Quote the text below on insurance cancellation and nonrenewal rules in the surplus lines market in full, word for word.

» Extracted text:
---+---

Cancellation and nonrenewal requirements applicable to insurance policies exist in every state in the nation.  These laws and regulations are founded on the principle that insurance customers should be protected against losing insurance coverage without proper notice and without good reason.  As such, many states require that mid-term cancellation of an insurance policy only be effectuated for specific statutorily-defined reasons, and that sufficient advance notice must be given to the insured prior to the cancellation or nonrenewal of an insurance policy.

However, whether or not each state’s cancellation and nonrenewal requirements apply to the surplus lines market differs substantially between U.S. jurisdictions and, in some instances, applicability is not always clear.  Because surplus lines policies are often required to have disclosures indicating that the surplus lines insurer may not be subject to all of the laws and regulations of the insured’s home state, a number of jurisdictions have taken the position that the insured has effectively been put on notice that its surplus lines carrier, as part of the service of providing unavailable (and often complex and specialty) insurance coverage, will not necessarily need to abide by the cancellation and nonrenewal laws.  Yet, other states see this issue differently and strive to regulate the surplus lines market nearly to the same extent that the admitted market is regulated.

---+---

» Study material:
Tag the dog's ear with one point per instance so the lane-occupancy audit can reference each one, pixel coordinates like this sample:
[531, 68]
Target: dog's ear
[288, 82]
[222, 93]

---+---

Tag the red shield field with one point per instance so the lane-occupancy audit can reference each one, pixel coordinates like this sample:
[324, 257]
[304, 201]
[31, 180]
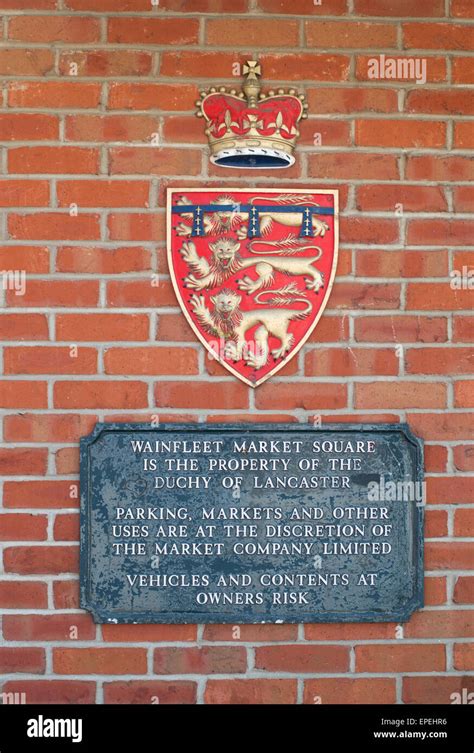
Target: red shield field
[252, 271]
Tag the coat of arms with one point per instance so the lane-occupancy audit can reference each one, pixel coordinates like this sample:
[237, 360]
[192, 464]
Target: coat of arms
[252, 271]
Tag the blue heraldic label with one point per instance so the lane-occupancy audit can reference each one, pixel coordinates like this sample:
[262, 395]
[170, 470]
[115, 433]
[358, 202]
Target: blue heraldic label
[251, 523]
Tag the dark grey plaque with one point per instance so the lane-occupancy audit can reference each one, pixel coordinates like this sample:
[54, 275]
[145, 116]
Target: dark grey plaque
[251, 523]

---+---

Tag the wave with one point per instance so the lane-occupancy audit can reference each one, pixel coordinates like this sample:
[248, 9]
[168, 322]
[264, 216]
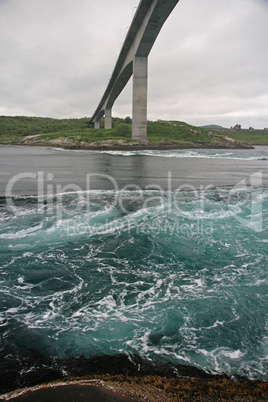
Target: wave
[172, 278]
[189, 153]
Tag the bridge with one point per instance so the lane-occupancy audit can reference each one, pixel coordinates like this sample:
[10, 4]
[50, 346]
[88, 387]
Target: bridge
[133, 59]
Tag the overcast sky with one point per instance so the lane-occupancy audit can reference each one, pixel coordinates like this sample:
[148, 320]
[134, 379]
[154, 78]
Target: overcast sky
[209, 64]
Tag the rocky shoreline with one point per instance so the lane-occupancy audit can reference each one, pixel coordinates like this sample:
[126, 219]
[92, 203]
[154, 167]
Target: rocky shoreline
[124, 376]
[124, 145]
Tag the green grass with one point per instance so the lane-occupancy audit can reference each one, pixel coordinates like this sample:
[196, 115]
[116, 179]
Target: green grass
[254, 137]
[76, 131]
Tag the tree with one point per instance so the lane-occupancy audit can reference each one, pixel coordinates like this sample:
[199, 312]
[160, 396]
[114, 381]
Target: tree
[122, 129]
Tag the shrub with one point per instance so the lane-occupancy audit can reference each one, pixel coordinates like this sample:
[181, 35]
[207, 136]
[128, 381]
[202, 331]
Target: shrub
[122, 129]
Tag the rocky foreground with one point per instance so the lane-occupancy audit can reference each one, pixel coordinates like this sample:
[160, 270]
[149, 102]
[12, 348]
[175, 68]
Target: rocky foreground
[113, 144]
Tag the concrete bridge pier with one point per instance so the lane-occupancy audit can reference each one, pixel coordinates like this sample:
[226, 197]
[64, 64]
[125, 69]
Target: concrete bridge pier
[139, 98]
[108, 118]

---+---

» Written response:
Cancellation and nonrenewal requirements applicable to insurance policies exist in every state in the nation.  These laws and regulations are founded on the principle that insurance customers should be protected against losing insurance coverage without proper notice and without good reason.  As such, many states require that mid-term cancellation of an insurance policy only be effectuated for specific statutorily-defined reasons, and that sufficient advance notice must be given to the insured prior to the cancellation or nonrenewal of an insurance policy.

However, whether or not each state’s cancellation and nonrenewal requirements apply to the surplus lines market differs substantially between U.S. jurisdictions and, in some instances, applicability is not always clear.  Because surplus lines policies are often required to have disclosures indicating that the surplus lines insurer may not be subject to all of the laws and regulations of the insured’s home state, a number of jurisdictions have taken the position that the insured has effectively been put on notice that its surplus lines carrier, as part of the service of providing unavailable (and often complex and specialty) insurance coverage, will not necessarily need to abide by the cancellation and nonrenewal laws.  Yet, other states see this issue differently and strive to regulate the surplus lines market nearly to the same extent that the admitted market is regulated.